▶ _Records supplied_:
start

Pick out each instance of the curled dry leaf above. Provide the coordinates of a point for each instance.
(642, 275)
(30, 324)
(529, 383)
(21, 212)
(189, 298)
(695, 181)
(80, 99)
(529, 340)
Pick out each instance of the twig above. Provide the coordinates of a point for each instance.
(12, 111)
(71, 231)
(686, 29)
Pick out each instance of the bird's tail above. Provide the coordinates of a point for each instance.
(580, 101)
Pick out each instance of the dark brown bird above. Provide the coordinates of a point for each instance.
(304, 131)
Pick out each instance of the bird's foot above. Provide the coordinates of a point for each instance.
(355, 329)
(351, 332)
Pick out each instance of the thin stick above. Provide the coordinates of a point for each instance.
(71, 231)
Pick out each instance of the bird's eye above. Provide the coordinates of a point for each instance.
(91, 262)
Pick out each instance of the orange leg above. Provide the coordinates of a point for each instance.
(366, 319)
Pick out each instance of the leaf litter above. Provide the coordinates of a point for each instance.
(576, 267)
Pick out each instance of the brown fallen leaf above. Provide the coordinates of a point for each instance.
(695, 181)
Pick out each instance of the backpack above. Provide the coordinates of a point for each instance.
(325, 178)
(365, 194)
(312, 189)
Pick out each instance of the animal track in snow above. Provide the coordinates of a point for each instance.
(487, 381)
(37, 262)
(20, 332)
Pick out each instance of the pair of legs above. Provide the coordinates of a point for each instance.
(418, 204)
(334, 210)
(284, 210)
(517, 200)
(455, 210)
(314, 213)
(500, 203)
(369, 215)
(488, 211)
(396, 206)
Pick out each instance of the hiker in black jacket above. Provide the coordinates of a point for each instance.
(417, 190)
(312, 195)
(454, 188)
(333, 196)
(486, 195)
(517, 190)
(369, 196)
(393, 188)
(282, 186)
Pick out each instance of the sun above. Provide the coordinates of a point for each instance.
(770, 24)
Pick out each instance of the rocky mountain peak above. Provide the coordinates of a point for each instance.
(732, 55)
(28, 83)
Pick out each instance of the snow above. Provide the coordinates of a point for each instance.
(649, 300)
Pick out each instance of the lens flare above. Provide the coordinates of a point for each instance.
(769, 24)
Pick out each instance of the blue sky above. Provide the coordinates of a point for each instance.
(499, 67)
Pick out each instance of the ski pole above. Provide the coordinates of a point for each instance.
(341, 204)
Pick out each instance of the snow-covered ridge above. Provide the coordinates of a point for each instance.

end

▶ _Work instructions_: Rewrite the material above so that "instance" becomes "occurrence" everywhere it appears, keeping every other word and mark the same.

▶ _Response for this exercise_:
Pick out each occurrence of the curled dry leaf above. Provide the coordinates of a point for each occurrence.
(642, 275)
(30, 324)
(529, 383)
(21, 212)
(189, 298)
(695, 181)
(80, 99)
(529, 340)
Pick out each occurrence of the twig above. Provide the coordinates of a point for each occurrence.
(12, 111)
(71, 231)
(686, 29)
Pick out each occurrence of the bird's tail above. Provide the coordinates of a point for each occurrence.
(580, 101)
Pick out each occurrence of the dark brown bird above. Provide the coordinates of a point for each occurrence.
(304, 131)
Pick out each occurrence of the bird's foot above. Provide the coordinates of a point for each occurrence.
(355, 329)
(351, 332)
Pick out each occurrence of the thin stick above. Provide the coordinates of a point for each occurrence.
(71, 231)
Pick out each occurrence of the bird's eye above. Provide the coordinates of a point for each occurrence.
(91, 262)
Pick out each occurrence of the orange leg above. Provide the coordinates of a point for each occurrence.
(366, 319)
Pick out each occurrence of the leaf litter above. Provide the coordinates of a point for each occurrence.
(576, 267)
Pick out each occurrence of the brown fallen leaf above. Provide the coordinates of a point for each occurrence.
(695, 181)
Pick out each occurrence of the backpack above. Provide the coordinates of a point for each occurrence.
(325, 178)
(365, 194)
(312, 189)
Pick out each occurrence of the animal track in snow above. Provide the coordinates of a point for each occurrence.
(487, 381)
(37, 262)
(20, 332)
Pick out each occurrence of the pair of legs above. Provide the coordinates of a point for each occurrence.
(418, 204)
(334, 210)
(284, 210)
(517, 200)
(455, 210)
(314, 213)
(500, 203)
(369, 215)
(488, 211)
(396, 206)
Pick out each occurrence of the hiker in black jacket above. Provide the coordinates of a point for each occurrence.
(417, 190)
(312, 195)
(454, 188)
(333, 196)
(486, 195)
(517, 190)
(369, 196)
(393, 188)
(282, 186)
Pick out each occurrence of the sun above. Provide the coordinates of a point for each occurrence.
(770, 24)
Pick out each occurrence of the rocky mountain peak above. Provide the coordinates of a point for each occurrence.
(732, 55)
(28, 83)
Pick out each occurrence of the snow above. Provide the coordinates of a point for each occurrence.
(649, 300)
Pick out each occurrence of the lens flare above. Provide the coordinates of a point for each occurrence.
(769, 24)
Pick out each occurrence of the blue sky above. Provide the coordinates of a point for each occurrence.
(499, 67)
Pick out each occurrence of the ski pole above. Provide the coordinates of a point for each occurrence.
(341, 204)
Pick out each occurrence of the snow-covered ridge above. Provide the coordinates of a point for each occurrence.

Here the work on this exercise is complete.